• **DIRECTIONS**
Render all of the data below as a JSON array of strings, one string per line, skipping blank lines. Leave the pictures out.

• **RAW DATA**
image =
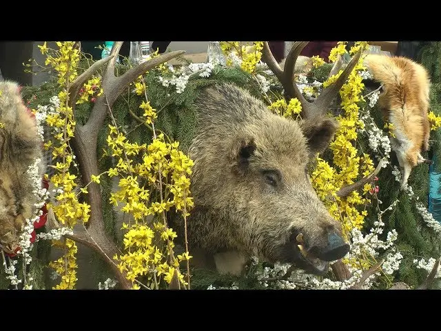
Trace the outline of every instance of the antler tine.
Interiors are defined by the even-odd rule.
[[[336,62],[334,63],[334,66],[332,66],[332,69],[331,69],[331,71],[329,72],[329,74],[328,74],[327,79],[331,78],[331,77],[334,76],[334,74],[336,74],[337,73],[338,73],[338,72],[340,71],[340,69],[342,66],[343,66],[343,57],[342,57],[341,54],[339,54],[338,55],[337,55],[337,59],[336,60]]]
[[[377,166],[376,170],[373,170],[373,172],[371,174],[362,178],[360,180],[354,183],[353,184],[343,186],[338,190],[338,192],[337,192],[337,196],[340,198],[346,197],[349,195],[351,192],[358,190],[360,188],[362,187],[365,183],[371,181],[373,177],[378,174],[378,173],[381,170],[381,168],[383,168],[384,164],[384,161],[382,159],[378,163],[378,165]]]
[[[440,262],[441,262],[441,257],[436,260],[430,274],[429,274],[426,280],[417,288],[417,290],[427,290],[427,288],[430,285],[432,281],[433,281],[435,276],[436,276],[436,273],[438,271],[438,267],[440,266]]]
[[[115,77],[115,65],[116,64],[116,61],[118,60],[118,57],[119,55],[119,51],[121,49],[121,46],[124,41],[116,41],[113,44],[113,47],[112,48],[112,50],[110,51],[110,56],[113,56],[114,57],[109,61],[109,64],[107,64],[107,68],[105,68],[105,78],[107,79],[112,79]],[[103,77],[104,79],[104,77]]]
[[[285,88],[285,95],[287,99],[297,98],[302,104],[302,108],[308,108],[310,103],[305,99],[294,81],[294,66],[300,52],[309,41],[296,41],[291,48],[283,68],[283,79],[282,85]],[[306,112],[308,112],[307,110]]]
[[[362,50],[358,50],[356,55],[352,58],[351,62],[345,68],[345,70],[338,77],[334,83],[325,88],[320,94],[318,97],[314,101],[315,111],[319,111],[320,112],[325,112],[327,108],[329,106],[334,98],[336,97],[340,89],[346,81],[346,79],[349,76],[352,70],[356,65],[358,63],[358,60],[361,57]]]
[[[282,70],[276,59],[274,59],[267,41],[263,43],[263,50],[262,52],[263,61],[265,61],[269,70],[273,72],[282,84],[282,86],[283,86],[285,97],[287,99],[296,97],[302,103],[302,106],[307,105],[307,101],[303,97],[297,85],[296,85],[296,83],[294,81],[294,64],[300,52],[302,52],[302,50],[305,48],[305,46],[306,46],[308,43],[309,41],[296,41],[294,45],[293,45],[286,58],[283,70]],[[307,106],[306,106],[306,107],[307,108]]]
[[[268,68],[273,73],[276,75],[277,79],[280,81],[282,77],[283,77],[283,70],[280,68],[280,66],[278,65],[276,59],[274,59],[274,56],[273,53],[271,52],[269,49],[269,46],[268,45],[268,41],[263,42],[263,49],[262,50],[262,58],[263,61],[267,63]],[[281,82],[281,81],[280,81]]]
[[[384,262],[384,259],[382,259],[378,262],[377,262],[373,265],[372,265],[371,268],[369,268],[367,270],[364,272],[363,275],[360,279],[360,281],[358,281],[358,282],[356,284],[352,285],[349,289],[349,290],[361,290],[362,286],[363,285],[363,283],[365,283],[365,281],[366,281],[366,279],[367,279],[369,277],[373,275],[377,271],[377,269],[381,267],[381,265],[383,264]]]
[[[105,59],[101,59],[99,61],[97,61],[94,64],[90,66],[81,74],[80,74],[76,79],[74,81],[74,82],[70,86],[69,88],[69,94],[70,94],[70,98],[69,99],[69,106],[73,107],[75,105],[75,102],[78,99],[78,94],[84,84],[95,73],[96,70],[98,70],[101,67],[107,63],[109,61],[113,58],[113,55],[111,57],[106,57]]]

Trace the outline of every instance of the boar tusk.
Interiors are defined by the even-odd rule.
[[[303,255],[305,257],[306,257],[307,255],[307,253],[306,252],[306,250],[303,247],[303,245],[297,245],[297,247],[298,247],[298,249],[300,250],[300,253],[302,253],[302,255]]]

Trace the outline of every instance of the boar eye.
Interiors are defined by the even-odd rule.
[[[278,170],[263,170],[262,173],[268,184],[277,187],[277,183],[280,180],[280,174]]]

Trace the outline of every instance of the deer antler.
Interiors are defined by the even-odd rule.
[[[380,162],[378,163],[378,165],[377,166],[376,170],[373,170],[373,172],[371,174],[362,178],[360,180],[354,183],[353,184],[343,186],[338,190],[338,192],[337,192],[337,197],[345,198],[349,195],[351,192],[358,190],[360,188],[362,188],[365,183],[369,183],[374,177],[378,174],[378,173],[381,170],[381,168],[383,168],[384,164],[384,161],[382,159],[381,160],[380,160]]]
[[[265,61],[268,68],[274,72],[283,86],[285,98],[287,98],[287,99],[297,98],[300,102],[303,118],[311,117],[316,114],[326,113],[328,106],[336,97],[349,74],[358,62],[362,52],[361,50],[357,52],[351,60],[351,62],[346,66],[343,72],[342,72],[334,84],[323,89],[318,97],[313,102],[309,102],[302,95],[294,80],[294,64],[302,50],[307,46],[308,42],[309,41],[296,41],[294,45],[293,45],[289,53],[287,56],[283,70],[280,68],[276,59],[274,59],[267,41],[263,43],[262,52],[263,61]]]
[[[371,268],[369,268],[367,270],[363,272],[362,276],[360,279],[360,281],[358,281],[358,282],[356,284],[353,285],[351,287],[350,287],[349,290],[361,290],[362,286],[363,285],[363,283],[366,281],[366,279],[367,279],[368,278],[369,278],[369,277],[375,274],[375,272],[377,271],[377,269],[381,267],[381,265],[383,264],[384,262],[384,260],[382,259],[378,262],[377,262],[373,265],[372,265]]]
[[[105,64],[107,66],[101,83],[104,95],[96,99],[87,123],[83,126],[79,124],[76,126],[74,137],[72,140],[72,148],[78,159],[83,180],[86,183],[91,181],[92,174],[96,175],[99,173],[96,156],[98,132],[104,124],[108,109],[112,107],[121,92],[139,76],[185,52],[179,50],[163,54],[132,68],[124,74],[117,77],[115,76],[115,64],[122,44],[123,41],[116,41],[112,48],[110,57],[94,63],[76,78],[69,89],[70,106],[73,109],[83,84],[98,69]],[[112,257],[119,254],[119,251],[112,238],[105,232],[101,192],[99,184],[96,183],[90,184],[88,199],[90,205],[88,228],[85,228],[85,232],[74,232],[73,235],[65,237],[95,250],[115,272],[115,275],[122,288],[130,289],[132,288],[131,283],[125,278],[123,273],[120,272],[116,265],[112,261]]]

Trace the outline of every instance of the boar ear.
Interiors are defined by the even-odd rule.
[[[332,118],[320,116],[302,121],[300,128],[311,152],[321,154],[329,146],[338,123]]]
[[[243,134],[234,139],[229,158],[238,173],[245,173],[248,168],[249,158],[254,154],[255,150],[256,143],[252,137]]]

• **RESPONSE TO THIS EXERCISE**
[
  "image =",
  "Trace the outline of every instance of the antler tine.",
  "Interiors are defined by the even-odd rule.",
  "[[[336,62],[334,63],[334,66],[332,66],[332,69],[331,69],[331,71],[329,72],[329,74],[328,74],[327,79],[331,78],[331,77],[334,76],[334,74],[336,74],[337,73],[338,73],[338,72],[340,71],[340,69],[342,66],[343,66],[343,57],[342,57],[341,54],[339,54],[338,55],[337,55],[337,59],[336,60]]]",
  "[[[377,166],[376,170],[373,170],[373,172],[371,174],[362,178],[360,180],[354,183],[353,184],[343,186],[338,190],[338,192],[337,192],[337,196],[340,198],[346,197],[349,195],[351,192],[358,190],[360,188],[362,187],[365,183],[371,181],[373,177],[378,174],[378,173],[381,170],[381,168],[383,168],[384,164],[384,161],[382,159],[378,163],[378,165]]]",
  "[[[440,262],[441,262],[441,257],[436,260],[430,274],[429,274],[426,280],[417,288],[417,290],[427,290],[427,288],[430,285],[432,281],[433,281],[435,276],[436,276],[436,273],[438,271],[438,267],[440,266]]]",
  "[[[115,77],[115,65],[116,64],[116,61],[118,60],[118,57],[119,55],[119,51],[121,49],[121,46],[124,41],[116,41],[113,44],[113,47],[112,48],[112,50],[110,51],[110,56],[113,56],[114,57],[109,61],[109,64],[107,64],[107,68],[105,68],[105,78],[107,79],[112,79]],[[103,77],[104,79],[104,77]]]",
  "[[[285,88],[285,95],[287,99],[297,98],[302,104],[302,108],[308,108],[310,103],[305,99],[294,81],[294,66],[300,52],[309,41],[296,41],[291,48],[283,68],[283,79],[282,85]],[[306,112],[308,112],[307,110]]]",
  "[[[362,50],[358,50],[356,55],[352,58],[351,62],[345,68],[345,70],[338,77],[334,83],[325,88],[320,94],[318,97],[314,101],[315,111],[319,111],[320,112],[325,112],[327,108],[329,106],[334,98],[336,97],[340,89],[346,81],[346,79],[349,76],[352,70],[356,65],[358,63],[358,60],[361,57]]]",
  "[[[282,70],[276,59],[274,59],[267,41],[263,43],[263,50],[262,52],[263,61],[265,61],[269,70],[273,72],[282,84],[282,86],[283,86],[285,97],[287,99],[296,97],[302,103],[302,106],[307,105],[307,101],[303,97],[297,85],[296,85],[296,83],[294,81],[294,64],[300,52],[302,52],[302,50],[305,48],[305,46],[306,46],[308,43],[309,41],[296,41],[294,45],[293,45],[286,58],[283,70]],[[307,106],[306,106],[306,107],[307,108]]]",
  "[[[268,68],[273,73],[276,75],[277,79],[280,81],[282,77],[283,77],[283,70],[280,68],[280,66],[278,65],[276,59],[274,59],[274,56],[273,53],[271,52],[269,49],[269,46],[268,45],[268,41],[263,42],[263,49],[262,50],[262,58],[263,61],[267,63]],[[281,82],[281,81],[280,81]]]",
  "[[[384,262],[384,259],[382,259],[378,262],[377,262],[373,265],[372,265],[371,268],[369,268],[367,270],[364,272],[363,275],[360,279],[360,281],[358,281],[358,282],[356,284],[352,285],[349,289],[349,290],[361,290],[362,286],[363,285],[363,283],[365,283],[365,281],[366,281],[366,279],[367,279],[369,277],[373,275],[377,271],[377,269],[381,267],[381,265],[383,264]]]",
  "[[[105,59],[101,59],[99,61],[97,61],[94,64],[90,66],[81,74],[80,74],[76,79],[74,81],[74,82],[70,86],[69,88],[69,94],[70,94],[70,98],[69,99],[69,106],[73,107],[75,105],[75,102],[78,99],[78,94],[84,84],[95,73],[96,70],[98,70],[101,67],[107,63],[109,61],[113,58],[113,55],[111,57],[106,57]]]",
  "Trace the outline of every instance of the boar tusk.",
  "Interiors are defined by the even-odd rule.",
  "[[[303,255],[305,257],[306,257],[307,255],[307,253],[306,252],[306,250],[303,247],[303,245],[297,245],[297,247],[298,247],[298,249],[300,250],[300,253],[302,253],[302,255]]]",
  "Trace the outline of every instance of the boar eye.",
  "Interiors are defined by the even-odd rule.",
  "[[[278,170],[263,170],[262,173],[268,184],[277,187],[277,183],[280,180],[280,174]]]",
  "Trace the outline of every instance of the deer antler.",
  "Interiors are defined by the even-odd rule.",
  "[[[380,162],[378,163],[378,165],[377,166],[376,170],[373,170],[373,172],[371,174],[362,178],[360,180],[354,183],[353,184],[343,186],[338,190],[338,192],[337,192],[337,197],[345,198],[349,195],[351,192],[358,190],[360,188],[362,188],[365,183],[369,183],[374,177],[378,174],[378,173],[381,170],[381,168],[383,168],[384,164],[384,161],[382,159],[381,160],[380,160]]]",
  "[[[265,61],[268,68],[274,72],[283,86],[285,98],[287,98],[287,99],[297,98],[300,102],[303,118],[311,117],[316,114],[326,113],[328,106],[336,97],[349,74],[358,62],[362,52],[361,50],[357,52],[351,60],[351,62],[346,66],[343,72],[342,72],[334,84],[323,89],[318,97],[313,102],[309,102],[302,95],[294,80],[294,64],[302,50],[307,46],[308,42],[309,41],[296,41],[294,45],[293,45],[289,53],[287,56],[283,70],[280,68],[276,59],[274,59],[267,41],[263,43],[262,52],[263,61]]]",
  "[[[371,268],[369,268],[367,270],[363,272],[362,276],[360,279],[360,281],[358,281],[358,282],[356,284],[353,285],[351,287],[350,287],[349,290],[361,290],[362,286],[363,285],[363,283],[366,281],[366,279],[367,279],[368,278],[369,278],[369,277],[375,274],[375,272],[377,271],[377,269],[381,267],[381,265],[383,264],[384,262],[384,260],[382,259],[378,262],[377,262],[373,265],[372,265]]]",
  "[[[105,64],[107,66],[101,83],[104,95],[96,99],[87,123],[83,126],[79,124],[76,126],[74,137],[72,140],[72,148],[78,159],[83,180],[86,183],[91,181],[92,174],[96,175],[99,173],[96,156],[98,132],[104,124],[108,109],[112,107],[121,92],[139,76],[185,52],[179,50],[163,54],[132,68],[124,74],[117,77],[115,76],[115,64],[122,44],[123,41],[116,41],[112,48],[110,57],[94,63],[76,78],[69,89],[70,106],[73,109],[83,84],[98,69]],[[112,257],[119,254],[119,251],[112,238],[105,232],[101,192],[99,184],[96,183],[90,184],[88,199],[90,205],[88,228],[85,228],[85,232],[74,232],[73,235],[65,237],[95,250],[115,272],[115,275],[122,288],[130,289],[132,288],[131,283],[125,278],[123,273],[120,272],[116,265],[112,261]]]",
  "Trace the outline of every instance of the boar ear.",
  "Interiors are defined by the even-odd rule.",
  "[[[332,118],[320,116],[302,121],[300,128],[311,152],[321,154],[329,146],[338,123]]]",
  "[[[243,134],[234,139],[229,158],[238,173],[245,173],[248,168],[249,158],[254,154],[255,150],[256,143],[252,137]]]"
]